→ WORK REQUIRED: Say whether each statement agrees with the passage on the Saints below: 1. The Saints had 39 takeaways in the 2009 season, with the playoffs counted separately. 2. Malcolm Jenkins plays strong safety. 3. The Saints ranked near the top of the league in punt returns. Answer each with yes or no, followed by the deciding words of the passage quoted exactly.

→ TEXT TO READ:
Strong safety Roman Harper, a two-time Pro Bowl pick, and free safety Malcolm Jenkins, who made a smooth transition to the position from cornerback, form a strong tandem in the back end of the secondary.
While a stronger pass rush is important, Payton and defensive coordinator Gregg Williams know getting more takeaways is essential. After being among the league leaders in 2009 with 39 (with another eight coming in the playoffs), they had just 25 last year with only nine interceptions.
“We’ve got to take the ball away more frequently on defense, and when I say ￔmore frequently,’ there were some numbers in ‘09 that were really up there,” said Payton.
“We want to have those impact plays,” said Vilma. “We’re starting to build our brand over here as a top-notch defense, and when it’s crunch time, we need to make the plays.”
In the kicking game, the Saints have Hartley and punter Thomas Morstead back, but Payton would like to have a better return game as they’ve ranked near the bottom of the league in both punt and kickoff returns.
Sproles, one of the game’s more exciting return men, could fill that bill and help erase the bitter taste in their mouths that remain from last season.
“The way we ended the season adds a kind of desperation, in a sense, that we can get to where we want to get,” Greer said of the Seattle debacle. “We exited early and we know we fell short of our goals. We know that we can’t allow that to happen again. That still burns deep.”

→ PROVIDED MATERIAL:

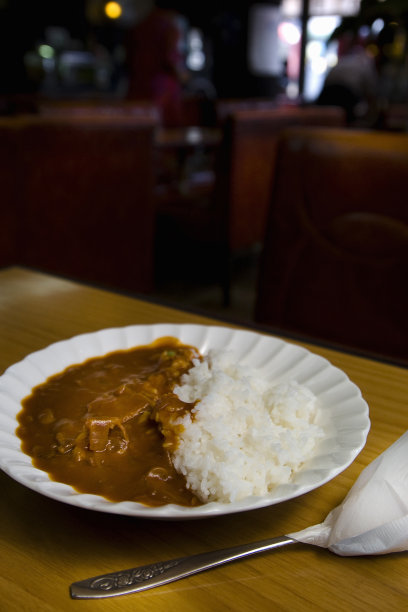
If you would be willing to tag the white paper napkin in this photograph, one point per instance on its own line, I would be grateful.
(373, 517)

→ SOLUTION FOR THIS EXERCISE:
1. Yes: "After being among the league leaders in 2009 with 39 (with another eight coming in the playoffs)"
2. No: "free safety Malcolm Jenkins, who made a smooth transition to the position from cornerback"
3. No: "they’ve ranked near the bottom of the league in both punt and kickoff returns"